ACTION ITEM ::
Reproduce the PQA interview word for word from "I also see a" up to and including "for the organization?".

EXERCISE TEXT ::
········

How would you describe the value that PQA delivers for our health care system?

PQA is critical in determining how we measure ourselves in providing patient-centered care and creating opportunities between pharmacies and payers to incentivize that care. It is well known that health care quality and improvement begin with measurement. And aligning those measures among all the stakeholders in the care delivery system, from payers to providers to patients, is critical.

But aside from measure development and supporting measure use, I really love that PQA convenes members that are all united under a common goal to transform our health care system to one that is based on collaboration, quality, outcomes, and prevention. None of us can undertake such an audacious task by ourselves, nor should we. But together we can go a lot further and have generational impact.

Our health care system is constantly evolving in many ways. What do you see as the future for quality improvement in medication use and medication services?  

Unfortunately, I am old enough to remember the advent of electronic adjudication of prescriptions and the expectations by patients and providers that pharmacists were the subject matter experts of insurance coverage: prior authorizations, formularies, deductibles, copays, coinsurance, etc. Now it is a standard practice in community pharmacies to not only know but intervene when necessary to ensure patients have access to the most affordable, effective medications. I think there is a very real future where pharmacists will be expected to provide the same level of expertise and intervention on the social determinants of health: identification of needs, referral, follow-up, and coverage of eligible services.

I also see a world where pharmacies could receive a “grade” based on the care they provide. I would love to say “patients choose Kroger as their pharmacy because they actually get healthier.”

As PQA’s Board Chair, what are your priorities for the organization? 

For me, I’m most excited about seeing the progress on the strategic investments the organization is making to strengthen and modernize quality measurement and recognize pharmacy’s contributions to high quality patient-centered care. I think these are game changers at a time when community pharmacy needs them the most. I am also excited to work on updating our strategic “Blueprint” that will guide the organization for the next five years. If I look at what we aimed to accomplish under the 2025 plan, it makes me very proud to be part of PQA. We say what we do, and we do what we say. But while I celebrate the organization’s success, there is still much to do.

········

EXTRACTED INFORMATION ::

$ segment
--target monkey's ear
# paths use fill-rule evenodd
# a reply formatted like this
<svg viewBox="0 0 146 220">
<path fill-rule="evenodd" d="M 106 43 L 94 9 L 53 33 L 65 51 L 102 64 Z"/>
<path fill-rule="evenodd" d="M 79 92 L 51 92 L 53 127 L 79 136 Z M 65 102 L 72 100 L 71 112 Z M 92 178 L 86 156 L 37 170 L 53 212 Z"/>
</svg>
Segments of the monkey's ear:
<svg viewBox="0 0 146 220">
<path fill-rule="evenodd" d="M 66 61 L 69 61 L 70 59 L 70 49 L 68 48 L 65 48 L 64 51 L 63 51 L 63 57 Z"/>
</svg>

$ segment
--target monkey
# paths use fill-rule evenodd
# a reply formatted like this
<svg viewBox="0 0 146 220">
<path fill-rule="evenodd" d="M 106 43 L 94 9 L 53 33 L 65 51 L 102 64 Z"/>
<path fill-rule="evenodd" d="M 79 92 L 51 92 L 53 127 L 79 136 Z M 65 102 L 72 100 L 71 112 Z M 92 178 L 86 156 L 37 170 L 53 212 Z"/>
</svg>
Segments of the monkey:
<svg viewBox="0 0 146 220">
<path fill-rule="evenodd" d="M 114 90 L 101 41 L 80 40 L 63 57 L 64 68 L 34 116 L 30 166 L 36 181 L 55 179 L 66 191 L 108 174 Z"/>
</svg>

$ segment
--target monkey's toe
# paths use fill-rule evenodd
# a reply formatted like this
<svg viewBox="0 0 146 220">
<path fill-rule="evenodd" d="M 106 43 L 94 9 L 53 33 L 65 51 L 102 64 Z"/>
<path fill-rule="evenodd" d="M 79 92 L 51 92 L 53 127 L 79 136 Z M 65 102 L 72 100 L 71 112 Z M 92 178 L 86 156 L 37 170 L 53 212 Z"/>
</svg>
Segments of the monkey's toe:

········

RESPONSE TO THIS EXERCISE ::
I also see a world where pharmacies could receive a “grade” based on the care they provide. I would love to say “patients choose Kroger as their pharmacy because they actually get healthier.”

As PQA’s Board Chair, what are your priorities for the organization?